§ **What the task asks**
Pull every line of the items below that contains the word "water". Uppercase and lowercase letters count as different.

§ **Data shown**
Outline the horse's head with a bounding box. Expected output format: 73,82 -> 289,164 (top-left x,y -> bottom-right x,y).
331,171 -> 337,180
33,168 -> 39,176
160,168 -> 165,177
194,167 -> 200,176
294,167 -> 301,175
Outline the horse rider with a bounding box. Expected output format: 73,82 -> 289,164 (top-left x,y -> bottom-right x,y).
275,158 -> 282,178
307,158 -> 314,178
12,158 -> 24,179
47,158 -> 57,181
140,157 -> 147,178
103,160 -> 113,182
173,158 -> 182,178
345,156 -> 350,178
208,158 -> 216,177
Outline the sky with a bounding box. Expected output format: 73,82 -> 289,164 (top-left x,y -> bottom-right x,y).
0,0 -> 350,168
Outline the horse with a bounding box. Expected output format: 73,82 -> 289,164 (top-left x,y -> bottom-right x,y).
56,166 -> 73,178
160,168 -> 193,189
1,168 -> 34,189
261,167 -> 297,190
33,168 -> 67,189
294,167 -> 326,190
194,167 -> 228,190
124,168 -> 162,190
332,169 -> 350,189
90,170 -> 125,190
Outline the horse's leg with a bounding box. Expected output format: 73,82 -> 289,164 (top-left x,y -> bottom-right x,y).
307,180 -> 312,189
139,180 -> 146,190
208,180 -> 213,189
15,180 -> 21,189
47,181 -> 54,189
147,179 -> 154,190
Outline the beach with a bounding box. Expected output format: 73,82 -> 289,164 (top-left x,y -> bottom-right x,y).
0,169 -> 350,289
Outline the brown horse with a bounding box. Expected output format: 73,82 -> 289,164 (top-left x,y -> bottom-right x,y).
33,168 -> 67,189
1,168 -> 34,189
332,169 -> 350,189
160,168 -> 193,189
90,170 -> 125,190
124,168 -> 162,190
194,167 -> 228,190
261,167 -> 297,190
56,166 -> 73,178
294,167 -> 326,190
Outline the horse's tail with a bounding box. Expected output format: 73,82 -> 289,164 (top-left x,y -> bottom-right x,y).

...

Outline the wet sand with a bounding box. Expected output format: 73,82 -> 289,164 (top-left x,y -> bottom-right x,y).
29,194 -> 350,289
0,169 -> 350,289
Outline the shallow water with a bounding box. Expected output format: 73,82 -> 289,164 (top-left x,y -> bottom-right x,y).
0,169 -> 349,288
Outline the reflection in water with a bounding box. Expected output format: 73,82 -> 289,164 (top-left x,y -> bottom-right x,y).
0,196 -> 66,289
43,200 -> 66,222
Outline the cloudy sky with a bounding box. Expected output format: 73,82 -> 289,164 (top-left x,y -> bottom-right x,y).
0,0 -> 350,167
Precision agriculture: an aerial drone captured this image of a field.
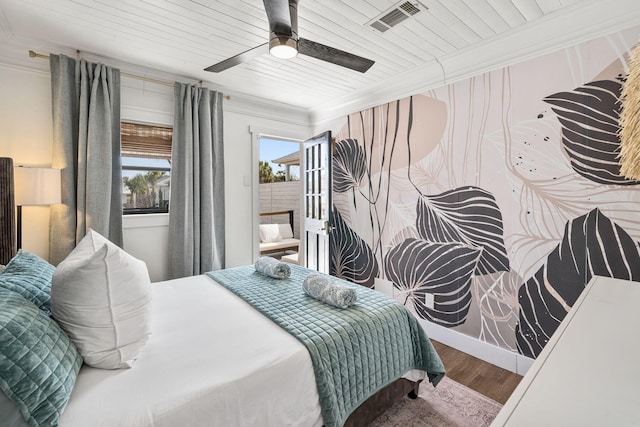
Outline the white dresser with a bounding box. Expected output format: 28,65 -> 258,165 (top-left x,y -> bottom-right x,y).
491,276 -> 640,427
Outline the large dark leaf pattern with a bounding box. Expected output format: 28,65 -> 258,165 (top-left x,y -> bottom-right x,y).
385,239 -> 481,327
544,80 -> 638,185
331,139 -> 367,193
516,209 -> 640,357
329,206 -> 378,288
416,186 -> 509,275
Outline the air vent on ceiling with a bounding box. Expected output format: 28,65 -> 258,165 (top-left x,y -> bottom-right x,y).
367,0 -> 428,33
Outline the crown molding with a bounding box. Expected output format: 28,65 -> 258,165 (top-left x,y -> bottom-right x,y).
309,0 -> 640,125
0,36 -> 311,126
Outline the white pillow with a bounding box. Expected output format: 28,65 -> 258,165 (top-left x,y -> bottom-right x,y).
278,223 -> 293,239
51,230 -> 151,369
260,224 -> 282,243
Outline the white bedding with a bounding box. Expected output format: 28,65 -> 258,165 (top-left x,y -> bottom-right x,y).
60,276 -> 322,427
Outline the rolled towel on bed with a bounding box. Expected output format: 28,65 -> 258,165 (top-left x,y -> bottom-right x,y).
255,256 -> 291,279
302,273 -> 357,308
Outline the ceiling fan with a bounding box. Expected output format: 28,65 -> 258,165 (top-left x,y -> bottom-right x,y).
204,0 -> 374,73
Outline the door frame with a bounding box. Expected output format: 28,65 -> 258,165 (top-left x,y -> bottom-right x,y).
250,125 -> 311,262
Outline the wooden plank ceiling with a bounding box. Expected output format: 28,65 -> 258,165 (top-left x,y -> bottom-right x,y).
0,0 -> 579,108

* * *

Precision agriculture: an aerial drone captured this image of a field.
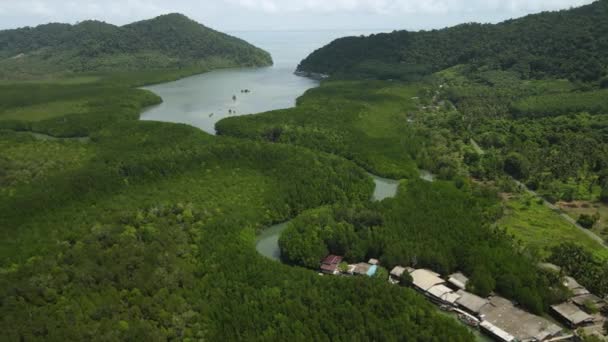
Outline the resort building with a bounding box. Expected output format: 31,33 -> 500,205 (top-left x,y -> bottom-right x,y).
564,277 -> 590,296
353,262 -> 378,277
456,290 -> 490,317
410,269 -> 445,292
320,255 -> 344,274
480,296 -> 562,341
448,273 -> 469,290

§ **Written reply**
Outline the shallow water with a bounding box. Expected output format: 73,82 -> 289,164 (top-left x,y -> bottom-right x,y).
Outline the reflection in water with a bounding box. Expected output format: 73,82 -> 289,164 (top-left x,y -> bottom-right x,y).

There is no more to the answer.